- _TASK DESCRIPTION_:
Once you reach the line containing "Each instance receives one point. Annotate the green bush" in the entries below, write out that line and each one after it down to the line containing "Each instance receives one point. Annotate the flowing", exactly and with nothing added.

(STUDY MATERIAL Opens)

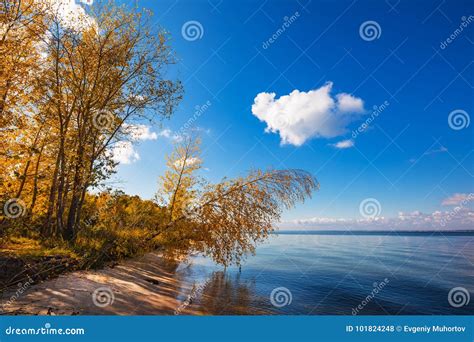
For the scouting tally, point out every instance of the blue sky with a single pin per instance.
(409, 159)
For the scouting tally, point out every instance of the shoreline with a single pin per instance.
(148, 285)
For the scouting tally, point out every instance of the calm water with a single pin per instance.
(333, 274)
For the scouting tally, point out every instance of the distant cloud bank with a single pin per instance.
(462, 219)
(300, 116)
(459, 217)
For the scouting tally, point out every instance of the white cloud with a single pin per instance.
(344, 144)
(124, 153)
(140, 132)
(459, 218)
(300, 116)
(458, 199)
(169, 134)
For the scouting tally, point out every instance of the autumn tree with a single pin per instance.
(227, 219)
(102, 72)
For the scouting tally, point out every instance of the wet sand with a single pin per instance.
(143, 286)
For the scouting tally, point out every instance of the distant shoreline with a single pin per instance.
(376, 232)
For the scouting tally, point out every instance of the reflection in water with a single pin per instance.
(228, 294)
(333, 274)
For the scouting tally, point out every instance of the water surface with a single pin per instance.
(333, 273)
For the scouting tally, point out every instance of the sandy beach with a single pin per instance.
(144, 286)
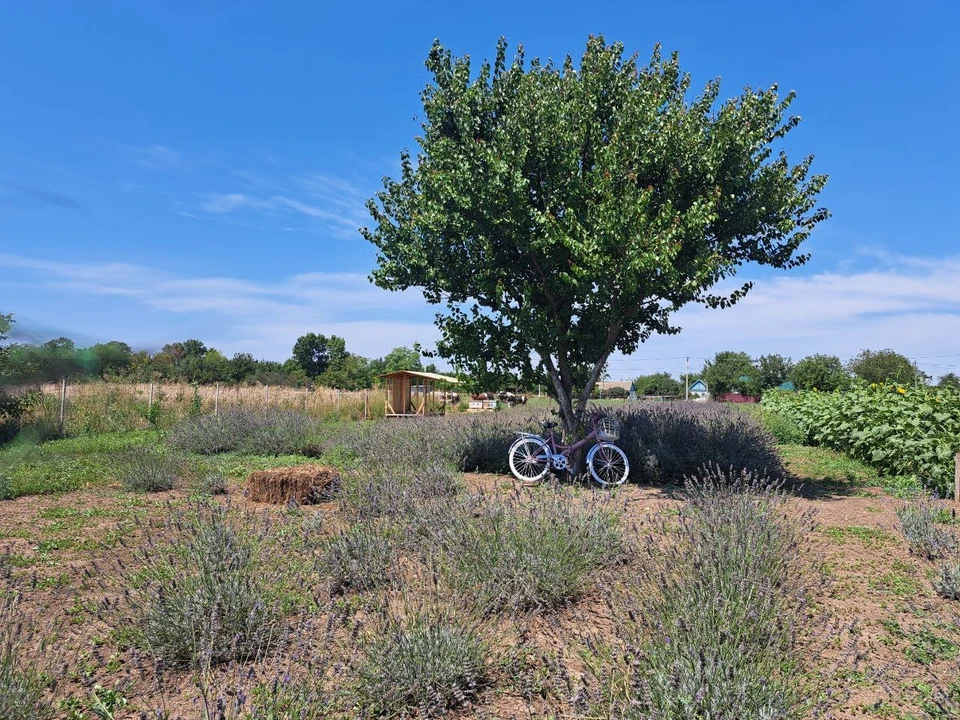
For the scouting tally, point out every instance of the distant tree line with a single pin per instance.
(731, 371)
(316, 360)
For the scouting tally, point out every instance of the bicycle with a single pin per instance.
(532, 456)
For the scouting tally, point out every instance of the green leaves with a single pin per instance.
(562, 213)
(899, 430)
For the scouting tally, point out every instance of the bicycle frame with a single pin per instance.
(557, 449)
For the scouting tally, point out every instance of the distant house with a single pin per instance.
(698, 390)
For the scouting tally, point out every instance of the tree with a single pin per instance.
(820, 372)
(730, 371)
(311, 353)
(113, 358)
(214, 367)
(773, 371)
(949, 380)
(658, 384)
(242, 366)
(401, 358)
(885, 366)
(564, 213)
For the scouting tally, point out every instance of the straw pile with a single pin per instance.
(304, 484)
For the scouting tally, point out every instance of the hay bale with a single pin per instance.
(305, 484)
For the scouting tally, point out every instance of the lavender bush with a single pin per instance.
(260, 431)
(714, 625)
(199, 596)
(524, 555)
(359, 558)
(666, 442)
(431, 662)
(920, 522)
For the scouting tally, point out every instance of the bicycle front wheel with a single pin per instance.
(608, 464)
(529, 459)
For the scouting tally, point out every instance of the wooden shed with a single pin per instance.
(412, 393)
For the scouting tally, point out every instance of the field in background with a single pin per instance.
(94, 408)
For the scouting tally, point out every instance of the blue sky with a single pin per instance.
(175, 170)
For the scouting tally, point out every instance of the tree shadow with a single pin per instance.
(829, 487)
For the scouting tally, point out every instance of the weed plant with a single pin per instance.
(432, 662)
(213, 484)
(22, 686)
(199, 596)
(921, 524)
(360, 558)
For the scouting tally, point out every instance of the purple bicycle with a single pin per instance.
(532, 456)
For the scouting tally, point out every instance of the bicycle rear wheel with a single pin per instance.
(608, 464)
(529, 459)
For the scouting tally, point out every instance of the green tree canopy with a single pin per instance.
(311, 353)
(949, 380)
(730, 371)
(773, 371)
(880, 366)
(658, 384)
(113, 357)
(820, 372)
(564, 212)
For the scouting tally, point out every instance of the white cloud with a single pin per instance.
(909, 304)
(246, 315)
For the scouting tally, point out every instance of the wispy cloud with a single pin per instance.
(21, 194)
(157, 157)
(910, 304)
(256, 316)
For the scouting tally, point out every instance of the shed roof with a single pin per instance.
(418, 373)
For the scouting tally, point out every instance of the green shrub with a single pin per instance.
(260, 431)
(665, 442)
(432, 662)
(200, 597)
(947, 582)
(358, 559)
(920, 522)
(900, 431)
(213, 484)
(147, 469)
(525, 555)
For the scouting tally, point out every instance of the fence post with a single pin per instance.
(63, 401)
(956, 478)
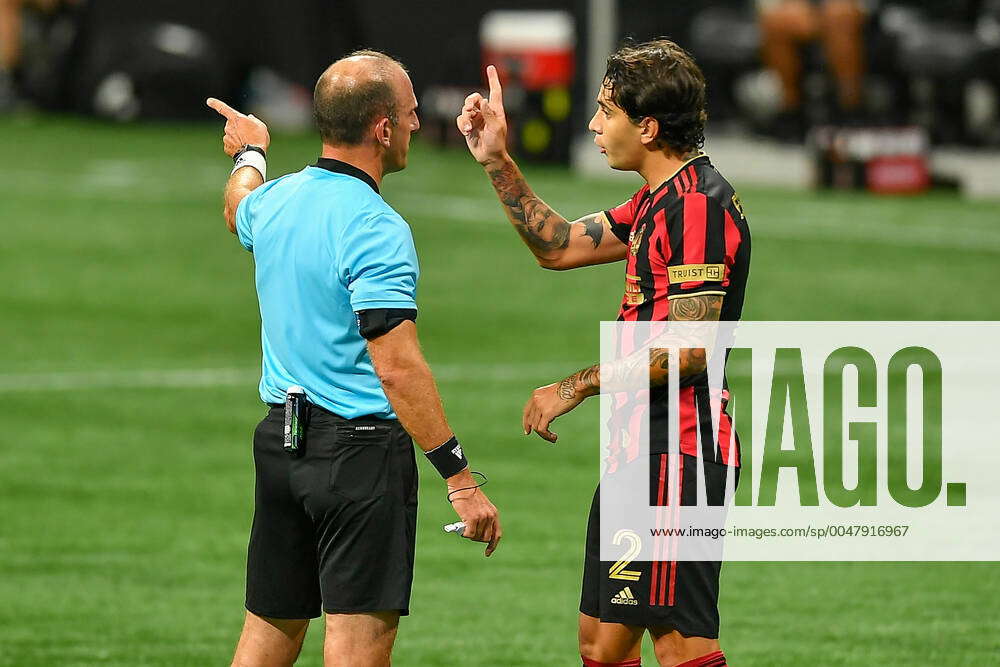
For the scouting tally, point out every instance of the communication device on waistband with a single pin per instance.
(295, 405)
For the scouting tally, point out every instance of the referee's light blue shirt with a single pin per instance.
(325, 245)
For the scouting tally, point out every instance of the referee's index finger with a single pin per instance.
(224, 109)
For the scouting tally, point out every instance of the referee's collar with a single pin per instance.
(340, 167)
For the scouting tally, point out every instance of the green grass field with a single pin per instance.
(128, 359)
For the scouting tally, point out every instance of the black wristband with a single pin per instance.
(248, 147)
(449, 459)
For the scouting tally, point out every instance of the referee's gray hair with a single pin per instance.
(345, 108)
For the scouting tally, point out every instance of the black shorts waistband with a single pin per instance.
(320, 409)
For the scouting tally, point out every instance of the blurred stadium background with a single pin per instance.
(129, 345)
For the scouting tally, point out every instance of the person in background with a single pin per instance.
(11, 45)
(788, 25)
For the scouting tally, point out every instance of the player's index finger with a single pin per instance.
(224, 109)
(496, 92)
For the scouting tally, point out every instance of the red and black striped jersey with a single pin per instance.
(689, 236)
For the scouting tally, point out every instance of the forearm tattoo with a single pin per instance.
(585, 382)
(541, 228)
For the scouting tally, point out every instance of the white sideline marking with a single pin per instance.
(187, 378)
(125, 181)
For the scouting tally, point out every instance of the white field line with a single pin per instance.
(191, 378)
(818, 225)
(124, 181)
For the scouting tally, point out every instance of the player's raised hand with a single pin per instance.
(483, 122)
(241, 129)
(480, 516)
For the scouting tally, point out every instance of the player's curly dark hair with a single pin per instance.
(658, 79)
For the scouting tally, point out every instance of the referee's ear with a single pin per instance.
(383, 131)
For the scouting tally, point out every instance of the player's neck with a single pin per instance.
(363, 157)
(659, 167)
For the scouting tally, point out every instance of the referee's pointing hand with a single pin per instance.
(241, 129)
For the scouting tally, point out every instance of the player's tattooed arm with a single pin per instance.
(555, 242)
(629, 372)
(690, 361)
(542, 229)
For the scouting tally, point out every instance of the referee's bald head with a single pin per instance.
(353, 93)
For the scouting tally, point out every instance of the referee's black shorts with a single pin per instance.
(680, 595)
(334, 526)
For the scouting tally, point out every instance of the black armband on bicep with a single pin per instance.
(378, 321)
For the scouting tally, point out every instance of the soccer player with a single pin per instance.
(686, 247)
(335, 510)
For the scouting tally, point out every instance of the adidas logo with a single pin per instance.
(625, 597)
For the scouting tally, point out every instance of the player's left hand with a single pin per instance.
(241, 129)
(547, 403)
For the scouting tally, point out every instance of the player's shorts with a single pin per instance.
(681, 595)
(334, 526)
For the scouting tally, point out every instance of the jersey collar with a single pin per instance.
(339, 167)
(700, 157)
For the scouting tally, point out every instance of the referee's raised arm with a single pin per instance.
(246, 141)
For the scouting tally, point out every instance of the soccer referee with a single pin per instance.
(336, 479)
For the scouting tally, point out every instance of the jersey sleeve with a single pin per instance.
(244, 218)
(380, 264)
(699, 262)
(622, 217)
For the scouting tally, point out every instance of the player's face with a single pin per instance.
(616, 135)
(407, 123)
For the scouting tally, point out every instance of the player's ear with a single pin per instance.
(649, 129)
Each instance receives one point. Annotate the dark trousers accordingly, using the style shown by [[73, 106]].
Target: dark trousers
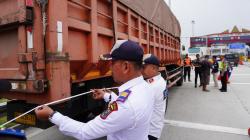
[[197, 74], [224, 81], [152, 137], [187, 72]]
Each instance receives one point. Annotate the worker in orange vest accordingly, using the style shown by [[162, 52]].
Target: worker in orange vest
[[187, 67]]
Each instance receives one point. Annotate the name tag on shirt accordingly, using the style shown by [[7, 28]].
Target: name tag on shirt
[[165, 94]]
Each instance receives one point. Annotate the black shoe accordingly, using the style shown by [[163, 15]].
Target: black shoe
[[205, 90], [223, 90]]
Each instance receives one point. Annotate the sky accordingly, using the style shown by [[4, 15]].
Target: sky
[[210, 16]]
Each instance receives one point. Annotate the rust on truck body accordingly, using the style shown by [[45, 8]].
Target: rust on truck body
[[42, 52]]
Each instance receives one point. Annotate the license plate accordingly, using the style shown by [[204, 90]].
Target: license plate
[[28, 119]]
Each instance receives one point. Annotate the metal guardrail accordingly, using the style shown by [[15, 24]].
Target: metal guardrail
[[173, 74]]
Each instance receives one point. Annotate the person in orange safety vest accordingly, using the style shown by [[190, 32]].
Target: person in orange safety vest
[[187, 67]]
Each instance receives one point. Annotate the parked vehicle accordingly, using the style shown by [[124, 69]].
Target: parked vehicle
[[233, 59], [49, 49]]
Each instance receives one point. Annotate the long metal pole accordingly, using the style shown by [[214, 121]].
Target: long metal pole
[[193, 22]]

(STUDY MATERIAL Closes)
(STUDY MATERIAL Opens)

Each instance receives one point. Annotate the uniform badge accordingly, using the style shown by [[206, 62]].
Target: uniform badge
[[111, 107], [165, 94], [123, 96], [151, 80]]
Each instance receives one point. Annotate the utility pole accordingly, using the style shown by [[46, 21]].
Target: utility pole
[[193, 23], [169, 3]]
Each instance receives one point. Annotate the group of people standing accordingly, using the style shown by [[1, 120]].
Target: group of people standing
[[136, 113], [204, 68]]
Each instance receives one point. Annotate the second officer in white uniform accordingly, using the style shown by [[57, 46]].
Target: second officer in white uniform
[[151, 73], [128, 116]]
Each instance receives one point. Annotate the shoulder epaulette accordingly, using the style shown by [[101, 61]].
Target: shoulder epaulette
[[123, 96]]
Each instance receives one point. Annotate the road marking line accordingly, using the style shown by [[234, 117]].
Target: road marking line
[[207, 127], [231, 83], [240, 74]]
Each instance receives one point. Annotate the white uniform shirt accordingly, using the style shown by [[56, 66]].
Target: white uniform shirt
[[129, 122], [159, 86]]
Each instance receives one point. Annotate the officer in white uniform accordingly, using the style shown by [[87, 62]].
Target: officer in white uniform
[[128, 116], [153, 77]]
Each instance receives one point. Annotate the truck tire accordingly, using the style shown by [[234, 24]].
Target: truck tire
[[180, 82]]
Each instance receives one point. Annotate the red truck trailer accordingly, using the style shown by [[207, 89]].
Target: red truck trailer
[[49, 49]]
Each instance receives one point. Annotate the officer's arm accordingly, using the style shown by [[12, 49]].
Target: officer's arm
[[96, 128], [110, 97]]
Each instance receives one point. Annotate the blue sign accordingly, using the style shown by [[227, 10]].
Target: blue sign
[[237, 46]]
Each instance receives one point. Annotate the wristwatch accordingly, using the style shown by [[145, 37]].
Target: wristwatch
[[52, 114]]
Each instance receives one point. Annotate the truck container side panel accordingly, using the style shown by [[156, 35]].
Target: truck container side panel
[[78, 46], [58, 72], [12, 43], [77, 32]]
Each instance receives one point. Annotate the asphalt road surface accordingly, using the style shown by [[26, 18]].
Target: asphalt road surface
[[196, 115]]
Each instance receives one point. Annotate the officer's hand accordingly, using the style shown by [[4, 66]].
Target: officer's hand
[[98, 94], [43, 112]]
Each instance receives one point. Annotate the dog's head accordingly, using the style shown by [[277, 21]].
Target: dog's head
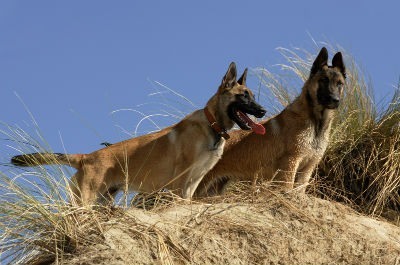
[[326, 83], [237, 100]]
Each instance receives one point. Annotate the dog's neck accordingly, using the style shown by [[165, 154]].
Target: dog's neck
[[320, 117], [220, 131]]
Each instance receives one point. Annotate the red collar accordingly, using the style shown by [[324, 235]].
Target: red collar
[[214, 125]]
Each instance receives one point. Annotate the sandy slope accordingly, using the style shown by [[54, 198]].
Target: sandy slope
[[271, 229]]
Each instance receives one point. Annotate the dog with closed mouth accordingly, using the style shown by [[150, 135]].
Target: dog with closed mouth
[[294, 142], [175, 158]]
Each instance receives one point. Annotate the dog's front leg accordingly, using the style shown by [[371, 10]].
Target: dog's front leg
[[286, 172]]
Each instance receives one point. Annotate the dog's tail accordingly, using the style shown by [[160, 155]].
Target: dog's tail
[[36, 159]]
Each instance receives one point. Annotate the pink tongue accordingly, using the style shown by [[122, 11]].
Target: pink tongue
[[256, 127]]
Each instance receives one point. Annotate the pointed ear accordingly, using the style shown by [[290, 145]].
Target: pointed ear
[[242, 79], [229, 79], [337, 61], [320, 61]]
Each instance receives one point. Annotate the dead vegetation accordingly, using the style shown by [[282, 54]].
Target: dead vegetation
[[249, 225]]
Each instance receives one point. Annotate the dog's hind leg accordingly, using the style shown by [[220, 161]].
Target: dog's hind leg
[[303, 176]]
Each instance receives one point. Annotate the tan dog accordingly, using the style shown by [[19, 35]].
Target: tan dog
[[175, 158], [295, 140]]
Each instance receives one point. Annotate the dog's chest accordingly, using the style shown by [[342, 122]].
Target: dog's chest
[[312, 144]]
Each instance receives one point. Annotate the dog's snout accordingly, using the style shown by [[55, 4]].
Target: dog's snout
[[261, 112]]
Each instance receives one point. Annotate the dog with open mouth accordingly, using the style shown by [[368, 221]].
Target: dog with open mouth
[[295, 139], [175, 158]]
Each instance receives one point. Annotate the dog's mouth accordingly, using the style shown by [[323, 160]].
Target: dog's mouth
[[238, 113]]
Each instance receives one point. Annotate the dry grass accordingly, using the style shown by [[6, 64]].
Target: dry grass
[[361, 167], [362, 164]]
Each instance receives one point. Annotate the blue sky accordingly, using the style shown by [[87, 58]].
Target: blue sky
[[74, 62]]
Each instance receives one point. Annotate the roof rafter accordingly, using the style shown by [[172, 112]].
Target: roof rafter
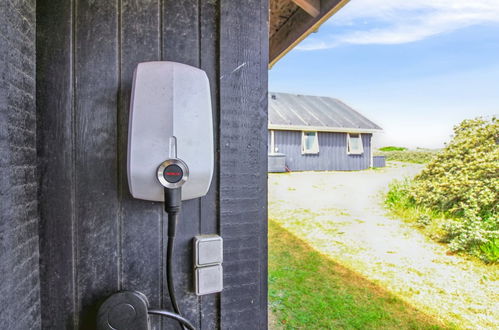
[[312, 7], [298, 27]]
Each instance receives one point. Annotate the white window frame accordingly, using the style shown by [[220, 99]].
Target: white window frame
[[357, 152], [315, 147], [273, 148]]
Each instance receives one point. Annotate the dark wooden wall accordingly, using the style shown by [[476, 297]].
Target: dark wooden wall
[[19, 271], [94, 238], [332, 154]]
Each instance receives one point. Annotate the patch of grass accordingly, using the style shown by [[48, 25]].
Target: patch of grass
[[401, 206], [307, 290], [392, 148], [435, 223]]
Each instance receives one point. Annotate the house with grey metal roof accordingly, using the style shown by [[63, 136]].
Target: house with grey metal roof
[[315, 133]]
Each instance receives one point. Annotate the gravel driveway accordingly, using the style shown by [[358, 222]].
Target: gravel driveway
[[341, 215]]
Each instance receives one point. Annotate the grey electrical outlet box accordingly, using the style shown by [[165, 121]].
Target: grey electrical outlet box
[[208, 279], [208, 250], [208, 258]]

(STUDY MATERIAL Closes)
(STUDY MATERIAL Opens)

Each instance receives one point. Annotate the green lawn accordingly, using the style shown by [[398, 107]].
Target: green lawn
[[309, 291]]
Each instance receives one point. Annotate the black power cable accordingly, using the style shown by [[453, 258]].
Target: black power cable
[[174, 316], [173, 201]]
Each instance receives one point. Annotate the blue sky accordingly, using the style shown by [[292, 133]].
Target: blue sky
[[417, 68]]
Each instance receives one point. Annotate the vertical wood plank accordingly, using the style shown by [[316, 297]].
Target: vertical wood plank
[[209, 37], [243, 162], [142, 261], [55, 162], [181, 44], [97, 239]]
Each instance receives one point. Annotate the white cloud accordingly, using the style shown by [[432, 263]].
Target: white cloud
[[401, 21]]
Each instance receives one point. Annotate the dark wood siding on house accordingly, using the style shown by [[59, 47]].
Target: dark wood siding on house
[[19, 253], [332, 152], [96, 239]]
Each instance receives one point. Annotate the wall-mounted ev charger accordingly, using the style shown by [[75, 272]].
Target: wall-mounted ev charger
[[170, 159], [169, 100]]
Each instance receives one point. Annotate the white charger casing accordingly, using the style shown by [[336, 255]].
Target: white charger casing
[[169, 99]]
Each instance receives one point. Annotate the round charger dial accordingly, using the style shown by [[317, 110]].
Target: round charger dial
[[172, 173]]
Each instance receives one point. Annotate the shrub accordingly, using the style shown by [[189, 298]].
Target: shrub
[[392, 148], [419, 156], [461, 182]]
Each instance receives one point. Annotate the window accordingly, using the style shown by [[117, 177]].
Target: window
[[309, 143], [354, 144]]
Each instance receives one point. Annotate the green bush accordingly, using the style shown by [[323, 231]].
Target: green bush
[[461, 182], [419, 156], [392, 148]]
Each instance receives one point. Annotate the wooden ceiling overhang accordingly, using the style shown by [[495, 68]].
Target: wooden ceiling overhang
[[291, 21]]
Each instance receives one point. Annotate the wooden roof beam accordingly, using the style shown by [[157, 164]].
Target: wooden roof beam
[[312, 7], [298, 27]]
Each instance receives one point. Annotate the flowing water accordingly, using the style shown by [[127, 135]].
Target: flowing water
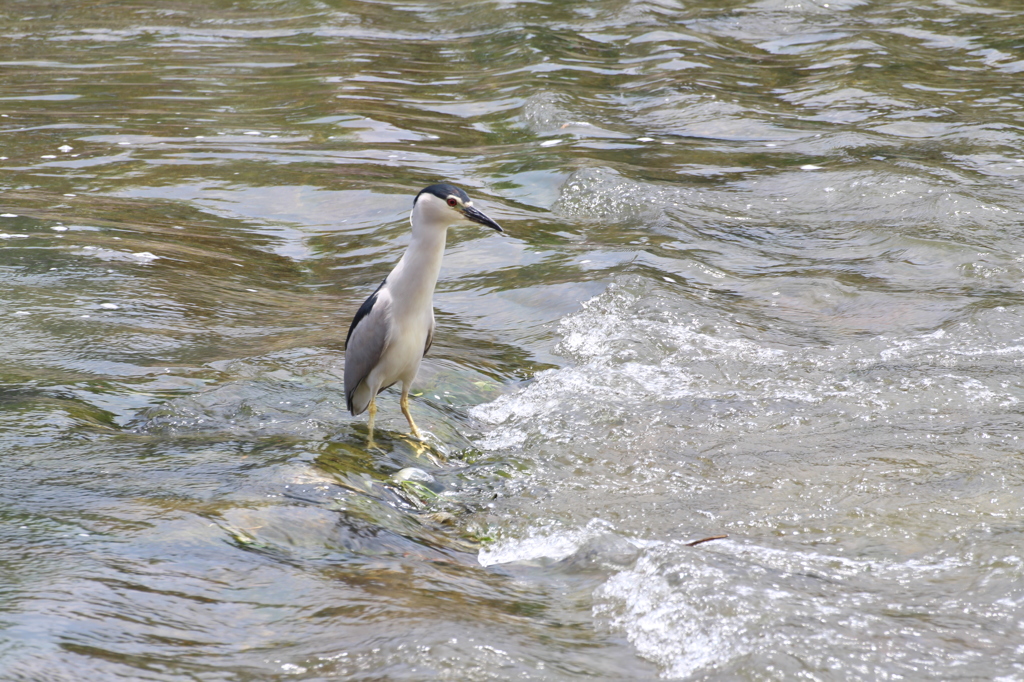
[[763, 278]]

(STUDY MATERIAL Closes)

- _OUTPUT FOR THIS TASK_:
Each instance receives one point. Annotate the green bush accordingly, using the style shown by [[323, 231]].
Target: green bush
[[461, 182], [419, 156], [392, 148]]
Each instance receives one point. Annotate the wooden ceiling overhang accordingly, using the style shown by [[495, 68]].
Target: wooden ceiling overhang
[[291, 21]]
Each instance receives one point. Annotate the wooden roof beam accordingly, using the style shown by [[157, 164]].
Target: wooden roof beam
[[312, 7], [298, 27]]
Each instance receives one point. Annotate the flowing water accordingly, using the style shown by [[127, 135]].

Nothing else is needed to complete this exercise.